[Prompt 1]: In the entries, start at the line that has "Could you mark the region of every instance of the <item>ferry" and stop after the line that has "Now the <item>ferry". Write those lines out again, swapping "top-left corner" for "upper-left corner" and leaving everything else unchanged.

[Passage to read]:
## Summary ##
So to summarize my question, how can I take
\begin{align}
= \sum_{i=1}^{n}W_{i1} \left(log (1-\sum_{j=2}^{K}\pi_j) -\frac{1}{2} log(|\Sigma_j|) -\frac{d}{2} log(2\pi) -\frac{1}{2}(x_i-\mu_j)^{T} \Sigma_{j}^{-1}(x_i-\mu_j) \right)+
\sum_{i=1}^{n}\sum_{j=2}^{K} W_{ij} \left( log(\pi_j) -\frac{1}{2} log (|\Sigma_j|) -\frac{d}{2} log(2\pi) -\frac{1}{2}(x_i-\mu_j)^{T} \Sigma_{j}^{-1}(x_i-\mu_j)\right)
\end{align}
and maximize it with regards to $\mu_{j}$ and $\Sigma_{j}$. I am having issues with the calculus. Below I provide a long derivation of the E step and how I got to this point. This is not necessary for you to read in order to answer my question.
# EM algorithm background#
The [expectation maximisation algorithm][1] can be defined as an alternating (iterative) algorithm, where we start with an initial value for $\theta$ as we would in a gradient descent approach. In gradient descent we would move in the direction of the gradient many times in order to maximise the function. However, in this case we cannot do a gradient descent since $l(\theta|x,z)$ and therefore have to do an alternating expectation maximisation:
1. set $\theta_0$ <br/>
2. Alternate between:
\begin{align*}
& E :\text{To find an expression for} &\\
& E_z\left[l(\theta|X,Z)|X,\theta\right] &\\
& = \sum_{all Z} l(\theta|x,z) P(Z=z|x,\theta)

Region segmentation data

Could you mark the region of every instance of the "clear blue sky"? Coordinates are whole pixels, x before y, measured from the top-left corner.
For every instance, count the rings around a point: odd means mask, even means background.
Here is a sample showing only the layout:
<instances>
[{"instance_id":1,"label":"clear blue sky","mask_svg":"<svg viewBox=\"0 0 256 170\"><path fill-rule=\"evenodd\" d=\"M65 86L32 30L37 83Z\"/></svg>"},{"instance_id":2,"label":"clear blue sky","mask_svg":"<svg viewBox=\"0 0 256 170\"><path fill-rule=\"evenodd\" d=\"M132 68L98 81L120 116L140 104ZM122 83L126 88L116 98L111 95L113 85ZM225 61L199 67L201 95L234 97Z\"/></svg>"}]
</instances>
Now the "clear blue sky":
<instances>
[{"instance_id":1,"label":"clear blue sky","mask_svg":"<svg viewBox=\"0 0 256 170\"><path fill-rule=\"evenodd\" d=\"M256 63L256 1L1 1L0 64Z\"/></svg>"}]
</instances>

==

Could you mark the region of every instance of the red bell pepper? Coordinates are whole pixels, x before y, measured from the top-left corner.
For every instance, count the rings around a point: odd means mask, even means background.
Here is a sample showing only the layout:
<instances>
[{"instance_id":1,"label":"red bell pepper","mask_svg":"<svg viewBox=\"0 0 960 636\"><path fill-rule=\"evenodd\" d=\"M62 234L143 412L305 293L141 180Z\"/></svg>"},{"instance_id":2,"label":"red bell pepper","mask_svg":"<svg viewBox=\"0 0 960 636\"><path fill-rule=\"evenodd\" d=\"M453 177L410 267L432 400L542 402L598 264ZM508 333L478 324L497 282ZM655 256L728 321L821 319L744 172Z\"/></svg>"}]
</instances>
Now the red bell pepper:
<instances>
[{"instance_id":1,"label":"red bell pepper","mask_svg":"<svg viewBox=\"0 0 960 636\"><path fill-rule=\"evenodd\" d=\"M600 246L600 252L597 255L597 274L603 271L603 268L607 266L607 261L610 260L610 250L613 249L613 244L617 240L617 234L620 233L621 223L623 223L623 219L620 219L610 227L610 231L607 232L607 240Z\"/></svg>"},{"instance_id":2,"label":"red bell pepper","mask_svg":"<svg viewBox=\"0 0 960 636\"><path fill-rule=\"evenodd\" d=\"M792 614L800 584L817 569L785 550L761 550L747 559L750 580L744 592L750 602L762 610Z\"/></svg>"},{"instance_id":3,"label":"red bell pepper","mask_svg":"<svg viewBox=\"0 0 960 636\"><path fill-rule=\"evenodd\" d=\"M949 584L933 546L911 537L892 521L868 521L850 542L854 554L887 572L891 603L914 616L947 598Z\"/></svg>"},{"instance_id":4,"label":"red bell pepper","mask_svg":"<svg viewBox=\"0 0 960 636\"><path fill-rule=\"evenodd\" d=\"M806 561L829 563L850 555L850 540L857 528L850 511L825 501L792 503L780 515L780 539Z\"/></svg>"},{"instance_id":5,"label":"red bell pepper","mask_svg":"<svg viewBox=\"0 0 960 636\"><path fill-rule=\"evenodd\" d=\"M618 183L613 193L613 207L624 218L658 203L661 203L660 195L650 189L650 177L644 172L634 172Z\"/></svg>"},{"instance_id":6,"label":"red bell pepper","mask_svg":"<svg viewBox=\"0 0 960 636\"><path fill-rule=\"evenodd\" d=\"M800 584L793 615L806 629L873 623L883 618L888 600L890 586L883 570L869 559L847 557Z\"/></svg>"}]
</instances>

---

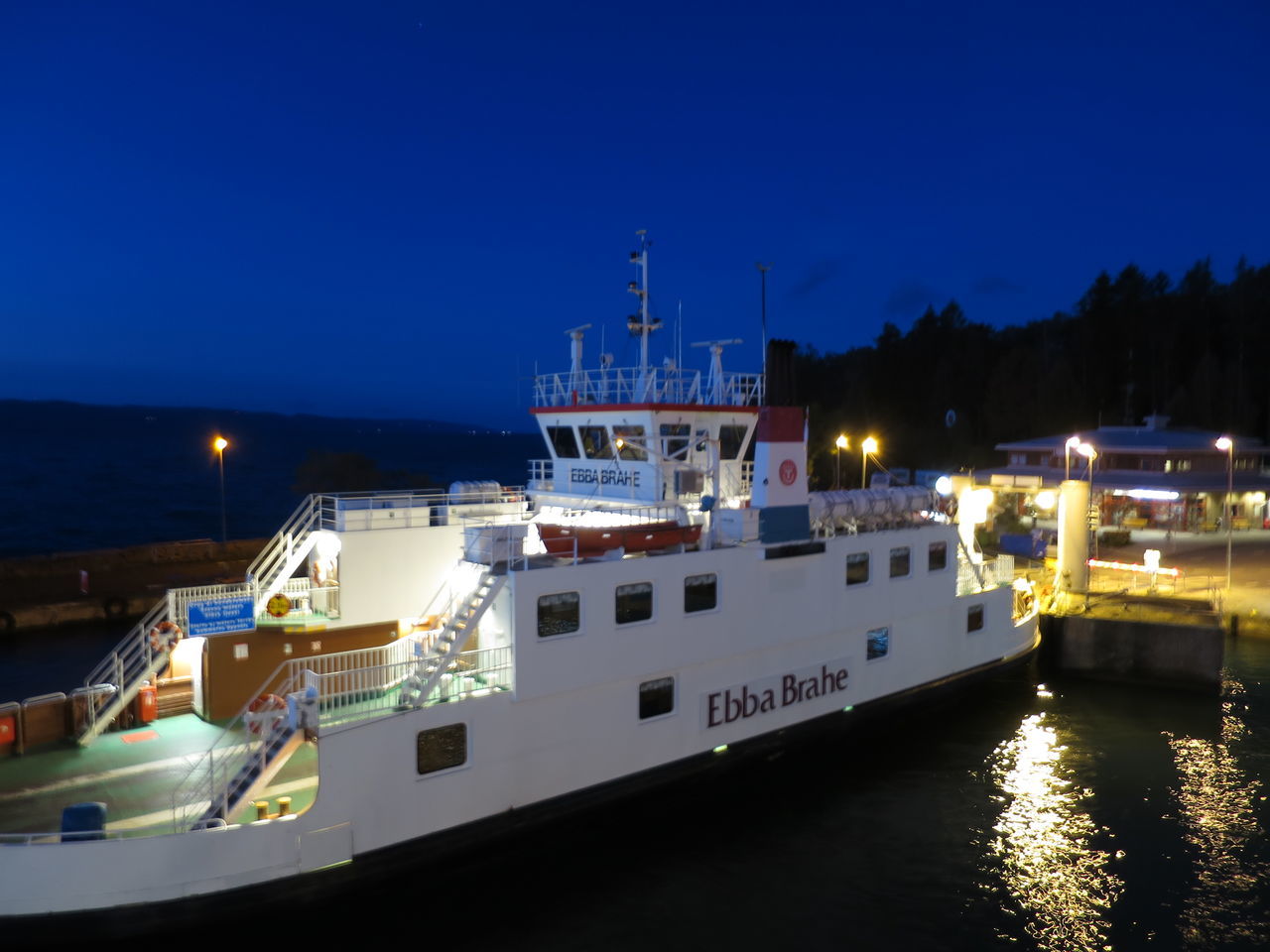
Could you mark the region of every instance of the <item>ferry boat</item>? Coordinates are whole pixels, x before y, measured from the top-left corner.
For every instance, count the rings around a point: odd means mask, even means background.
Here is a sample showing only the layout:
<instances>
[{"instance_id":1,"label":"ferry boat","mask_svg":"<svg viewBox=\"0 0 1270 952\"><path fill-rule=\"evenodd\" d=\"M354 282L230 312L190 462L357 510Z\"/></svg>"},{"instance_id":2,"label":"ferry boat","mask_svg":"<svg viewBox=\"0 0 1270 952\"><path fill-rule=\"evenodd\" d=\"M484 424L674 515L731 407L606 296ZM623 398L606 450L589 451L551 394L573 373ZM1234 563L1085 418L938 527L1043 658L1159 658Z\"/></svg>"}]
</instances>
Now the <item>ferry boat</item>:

[Prompt 2]: Reproduce the post about the EM algorithm in full, word for word.

[Exercise answer 1]:
Could you mark the region of every instance of the <item>ferry boat</item>? Coordinates are whole pixels, x before y, measured from the upper-left corner.
For every instance, count the rings around a point: odd means mask, even means background.
Here is a sample showing only the layout:
<instances>
[{"instance_id":1,"label":"ferry boat","mask_svg":"<svg viewBox=\"0 0 1270 952\"><path fill-rule=\"evenodd\" d=\"M354 282L230 312L190 462L357 510Z\"/></svg>"},{"instance_id":2,"label":"ferry boat","mask_svg":"<svg viewBox=\"0 0 1270 952\"><path fill-rule=\"evenodd\" d=\"M484 424L674 515L731 407L606 296ZM623 398L606 450L589 451L551 394L573 373ZM1234 563L1085 418L938 527L1043 658L1159 658Z\"/></svg>"}]
</instances>
Now the <item>ferry boat</item>:

[Exercise answer 2]:
## Summary ##
So to summarize my question, how can I take
\begin{align}
= \sum_{i=1}^{n}W_{i1} \left(log (1-\sum_{j=2}^{K}\pi_j) -\frac{1}{2} log(|\Sigma_j|) -\frac{d}{2} log(2\pi) -\frac{1}{2}(x_i-\mu_j)^{T} \Sigma_{j}^{-1}(x_i-\mu_j) \right)+
\sum_{i=1}^{n}\sum_{j=2}^{K} W_{ij} \left( log(\pi_j) -\frac{1}{2} log (|\Sigma_j|) -\frac{d}{2} log(2\pi) -\frac{1}{2}(x_i-\mu_j)^{T} \Sigma_{j}^{-1}(x_i-\mu_j)\right)
\end{align}
and maximize it with regards to $\mu_{j}$ and $\Sigma_{j}$. I am having issues with the calculus. Below I provide a long derivation of the E step and how I got to this point. This is not necessary for you to read in order to answer my question.
# EM algorithm background#
The [expectation maximisation algorithm][1] can be defined as an alternating (iterative) algorithm, where we start with an initial value for $\theta$ as we would in a gradient descent approach. In gradient descent we would move in the direction of the gradient many times in order to maximise the function. However, in this case we cannot do a gradient descent since $l(\theta|x,z)$ and therefore have to do an alternating expectation maximisation:
1. set $\theta_0$ <br/>
2. Alternate between:
\begin{align*}
& E :\text{To find an expression for} &\\
& E_z\left[l(\theta|X,Z)|X,\theta\right] &\\
& = \sum_{all Z} l(\theta|x,z) P(Z=z|x,\theta)